- _Taakdoel_:
Kopieer alle onderstaande records regel voor regel en teken voor teken, zonder iets te wijzigen.

Fragmenten uit segmentatierecords

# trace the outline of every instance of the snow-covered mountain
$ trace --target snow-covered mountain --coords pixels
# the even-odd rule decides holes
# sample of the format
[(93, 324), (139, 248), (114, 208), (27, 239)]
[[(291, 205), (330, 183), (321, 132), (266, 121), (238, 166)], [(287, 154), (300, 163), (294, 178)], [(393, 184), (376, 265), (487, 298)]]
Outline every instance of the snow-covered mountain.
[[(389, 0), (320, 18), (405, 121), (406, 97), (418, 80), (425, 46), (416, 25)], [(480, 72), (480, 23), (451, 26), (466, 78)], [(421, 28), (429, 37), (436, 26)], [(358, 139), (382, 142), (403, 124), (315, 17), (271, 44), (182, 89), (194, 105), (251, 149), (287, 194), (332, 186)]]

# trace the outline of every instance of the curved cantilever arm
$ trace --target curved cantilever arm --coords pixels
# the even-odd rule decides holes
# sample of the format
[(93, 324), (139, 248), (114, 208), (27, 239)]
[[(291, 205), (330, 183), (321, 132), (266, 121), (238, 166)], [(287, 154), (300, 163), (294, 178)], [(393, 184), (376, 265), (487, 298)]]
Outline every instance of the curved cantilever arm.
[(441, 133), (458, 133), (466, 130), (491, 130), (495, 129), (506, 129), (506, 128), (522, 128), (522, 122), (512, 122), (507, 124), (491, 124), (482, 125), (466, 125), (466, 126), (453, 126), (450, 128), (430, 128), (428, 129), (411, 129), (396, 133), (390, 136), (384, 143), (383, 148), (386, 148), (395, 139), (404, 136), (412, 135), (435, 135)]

- _Volledig antwoord_:
# trace the outline of every instance of the snow-covered mountain
$ trace --target snow-covered mountain --coords pixels
# the even-odd rule decides holes
# sample of the format
[(93, 324), (139, 248), (114, 208), (27, 239)]
[[(291, 205), (330, 183), (321, 132), (266, 121), (238, 166)], [(287, 154), (300, 163), (294, 178)], [(393, 184), (376, 265), (487, 298)]]
Outline every instance of the snow-covered mountain.
[[(389, 0), (320, 18), (405, 121), (406, 97), (418, 80), (425, 46), (416, 25)], [(480, 72), (480, 23), (451, 26), (466, 78)], [(421, 28), (429, 37), (436, 26)], [(358, 139), (382, 142), (403, 124), (315, 17), (271, 44), (182, 89), (194, 105), (251, 149), (287, 194), (332, 186)]]

# trace the outline of every instance of the curved cantilever arm
$ trace --target curved cantilever arm --coords pixels
# the even-odd rule decides holes
# sample of the format
[(93, 324), (139, 248), (114, 208), (27, 239)]
[[(291, 205), (330, 183), (321, 132), (266, 121), (238, 166)], [(287, 154), (300, 163), (294, 178)], [(393, 184), (376, 265), (487, 298)]]
Outline every instance of the curved cantilever arm.
[(441, 133), (458, 133), (466, 130), (491, 130), (495, 129), (506, 129), (506, 128), (522, 128), (522, 122), (512, 122), (507, 124), (491, 124), (482, 125), (466, 125), (466, 126), (453, 126), (450, 128), (430, 128), (428, 129), (411, 129), (396, 133), (390, 136), (384, 143), (383, 148), (386, 148), (395, 139), (404, 136), (412, 135), (435, 135)]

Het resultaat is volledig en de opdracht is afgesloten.